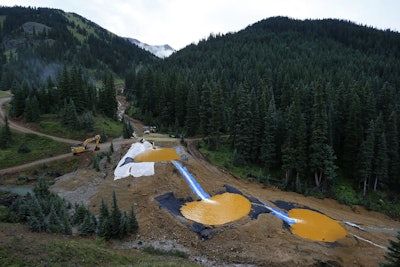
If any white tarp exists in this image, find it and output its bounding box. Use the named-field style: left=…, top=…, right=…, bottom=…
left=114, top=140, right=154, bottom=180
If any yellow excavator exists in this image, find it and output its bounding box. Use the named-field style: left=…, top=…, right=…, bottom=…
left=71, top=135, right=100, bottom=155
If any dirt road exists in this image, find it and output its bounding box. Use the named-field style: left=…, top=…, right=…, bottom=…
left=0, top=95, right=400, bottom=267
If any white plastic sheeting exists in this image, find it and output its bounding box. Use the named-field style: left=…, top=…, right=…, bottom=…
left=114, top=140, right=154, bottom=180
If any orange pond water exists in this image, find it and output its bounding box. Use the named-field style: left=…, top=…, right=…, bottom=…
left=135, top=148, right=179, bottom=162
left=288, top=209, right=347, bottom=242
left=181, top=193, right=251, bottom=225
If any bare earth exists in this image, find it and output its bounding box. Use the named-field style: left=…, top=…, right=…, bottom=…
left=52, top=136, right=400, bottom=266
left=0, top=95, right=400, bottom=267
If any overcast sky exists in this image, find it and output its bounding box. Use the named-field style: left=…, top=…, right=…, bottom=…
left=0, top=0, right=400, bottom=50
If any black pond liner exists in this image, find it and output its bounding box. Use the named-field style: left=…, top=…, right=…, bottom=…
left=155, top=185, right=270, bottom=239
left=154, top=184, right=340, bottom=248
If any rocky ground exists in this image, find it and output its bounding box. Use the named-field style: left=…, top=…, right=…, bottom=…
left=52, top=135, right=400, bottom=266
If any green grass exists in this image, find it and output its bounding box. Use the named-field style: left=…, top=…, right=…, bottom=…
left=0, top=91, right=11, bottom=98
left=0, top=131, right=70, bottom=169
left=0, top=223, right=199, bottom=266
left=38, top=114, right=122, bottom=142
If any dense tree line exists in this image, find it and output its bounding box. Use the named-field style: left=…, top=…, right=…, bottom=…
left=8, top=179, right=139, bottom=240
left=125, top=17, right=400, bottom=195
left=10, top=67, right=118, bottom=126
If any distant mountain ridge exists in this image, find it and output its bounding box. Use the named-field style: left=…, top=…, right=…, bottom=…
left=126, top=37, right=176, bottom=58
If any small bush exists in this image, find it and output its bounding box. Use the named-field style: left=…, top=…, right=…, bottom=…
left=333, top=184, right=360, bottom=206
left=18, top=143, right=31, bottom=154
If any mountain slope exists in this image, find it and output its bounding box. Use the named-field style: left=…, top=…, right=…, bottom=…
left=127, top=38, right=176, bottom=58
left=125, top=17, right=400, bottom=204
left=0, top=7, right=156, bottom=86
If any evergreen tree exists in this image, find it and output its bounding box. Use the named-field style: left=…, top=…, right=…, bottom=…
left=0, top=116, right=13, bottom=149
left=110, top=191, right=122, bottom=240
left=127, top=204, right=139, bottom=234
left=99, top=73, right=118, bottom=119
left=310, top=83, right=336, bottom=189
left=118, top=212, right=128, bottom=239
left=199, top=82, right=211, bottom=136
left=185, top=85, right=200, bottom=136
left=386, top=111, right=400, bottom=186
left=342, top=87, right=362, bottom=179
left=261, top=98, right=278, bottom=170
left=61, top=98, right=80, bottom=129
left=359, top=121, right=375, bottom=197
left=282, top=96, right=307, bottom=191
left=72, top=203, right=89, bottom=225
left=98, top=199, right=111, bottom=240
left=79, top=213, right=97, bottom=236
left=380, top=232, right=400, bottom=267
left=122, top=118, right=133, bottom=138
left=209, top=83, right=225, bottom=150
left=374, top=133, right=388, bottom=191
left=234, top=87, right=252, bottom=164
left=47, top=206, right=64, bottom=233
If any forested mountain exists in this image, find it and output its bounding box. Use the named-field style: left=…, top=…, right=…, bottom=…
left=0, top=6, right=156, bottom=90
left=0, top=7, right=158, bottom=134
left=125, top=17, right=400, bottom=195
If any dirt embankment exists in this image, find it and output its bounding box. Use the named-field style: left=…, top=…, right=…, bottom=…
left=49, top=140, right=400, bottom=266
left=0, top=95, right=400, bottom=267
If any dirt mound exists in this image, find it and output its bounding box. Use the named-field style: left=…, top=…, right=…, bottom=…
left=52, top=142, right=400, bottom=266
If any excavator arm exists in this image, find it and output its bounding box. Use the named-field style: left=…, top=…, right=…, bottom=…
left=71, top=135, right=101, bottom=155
★ ★ ★ ★
WHAT IS BEING ASKED: Reproduce the whole listing above word for word, omitting the pictures.

WRITTEN RESPONSE:
If any white tarp exists in this image, find it and output its bounding box. Use the named-field style: left=…, top=…, right=…, bottom=…
left=114, top=140, right=154, bottom=180
If any yellow excavator exists in this image, find it and output its bounding box. Use the named-field style: left=…, top=…, right=…, bottom=…
left=71, top=135, right=100, bottom=155
If any dirt road exists in this image, find it and output its bounding box. Use the named-field style: left=…, top=…, right=…, bottom=…
left=0, top=95, right=400, bottom=267
If any white plastic sheeting exists in this image, find it and output its bounding box. Use the named-field style: left=…, top=…, right=…, bottom=…
left=114, top=140, right=154, bottom=180
If any orange pond water exists in this image, find it and output its bounding box. Use the named-field style: left=…, top=…, right=…, bottom=…
left=135, top=148, right=179, bottom=162
left=288, top=209, right=347, bottom=242
left=181, top=193, right=251, bottom=225
If any bare earth exists in this image, find it and output its bounding box. Use the named-field style: left=…, top=…, right=…, bottom=…
left=52, top=136, right=400, bottom=266
left=0, top=95, right=400, bottom=267
If any overcast sky exists in this image, find it and output its bounding box. Use the named-field style: left=…, top=…, right=…, bottom=…
left=0, top=0, right=400, bottom=50
If any black pond liner exists in this image, find it and output its bounding box. Use the named-field style: left=…, top=…, right=…, bottom=…
left=155, top=185, right=270, bottom=239
left=154, top=184, right=340, bottom=248
If any rocky ground exists in this image, find it and output its bounding box. Use the named-field style: left=…, top=…, right=…, bottom=…
left=52, top=135, right=400, bottom=266
If any green grass exists in this image, find it and output its bounding box. Use the named-field style: left=…, top=…, right=…, bottom=…
left=0, top=91, right=11, bottom=98
left=0, top=131, right=70, bottom=169
left=0, top=223, right=199, bottom=266
left=38, top=114, right=122, bottom=142
If any dense tree line exists in this image, find it and output its bounding box. Use the named-field style: left=…, top=…, right=…, bottom=…
left=8, top=179, right=139, bottom=240
left=125, top=17, right=400, bottom=195
left=10, top=67, right=118, bottom=126
If any distant mountain ridge exists in this image, find it and output its bounding box. Use the named-field style: left=…, top=…, right=…, bottom=…
left=126, top=37, right=176, bottom=58
If any small bush exists in this image, find it and output its bounding box. Use the named-field style: left=…, top=…, right=…, bottom=…
left=333, top=184, right=360, bottom=206
left=18, top=143, right=31, bottom=154
If any mountain slope exists in this image, find it and output its bounding box. Use the named-field style: left=…, top=…, right=…, bottom=…
left=127, top=38, right=176, bottom=58
left=125, top=17, right=400, bottom=204
left=0, top=7, right=156, bottom=86
If any evergreen tree exists in this image, find it and output its bounding box. Use the named-field style: left=…, top=…, right=…, bottom=…
left=0, top=116, right=13, bottom=149
left=110, top=191, right=122, bottom=240
left=127, top=204, right=139, bottom=234
left=99, top=73, right=118, bottom=119
left=310, top=83, right=336, bottom=189
left=118, top=212, right=128, bottom=239
left=199, top=82, right=211, bottom=136
left=185, top=85, right=200, bottom=136
left=386, top=111, right=400, bottom=186
left=342, top=87, right=362, bottom=179
left=261, top=98, right=278, bottom=170
left=61, top=98, right=80, bottom=129
left=359, top=121, right=375, bottom=197
left=282, top=96, right=307, bottom=191
left=72, top=203, right=89, bottom=225
left=98, top=199, right=111, bottom=240
left=79, top=213, right=97, bottom=236
left=380, top=232, right=400, bottom=267
left=122, top=118, right=133, bottom=138
left=209, top=83, right=225, bottom=150
left=374, top=133, right=388, bottom=191
left=234, top=87, right=252, bottom=164
left=47, top=206, right=64, bottom=233
If any forested mountain exists in this image, find it and output its bounding box. Use the named-field style: left=…, top=…, right=…, bottom=…
left=0, top=6, right=156, bottom=90
left=0, top=7, right=158, bottom=134
left=125, top=17, right=400, bottom=195
If any dirt embankment exists in this image, find it and output its bounding box. Use the named-field style: left=…, top=…, right=…, bottom=…
left=49, top=140, right=400, bottom=266
left=0, top=95, right=400, bottom=267
If any dirt mound exists in this image, find it and output its bounding box. Use the named-field style: left=…, top=…, right=…, bottom=…
left=52, top=142, right=400, bottom=266
If any excavator arm exists in this image, find it and output its bounding box. Use the named-field style: left=…, top=…, right=…, bottom=…
left=71, top=135, right=101, bottom=155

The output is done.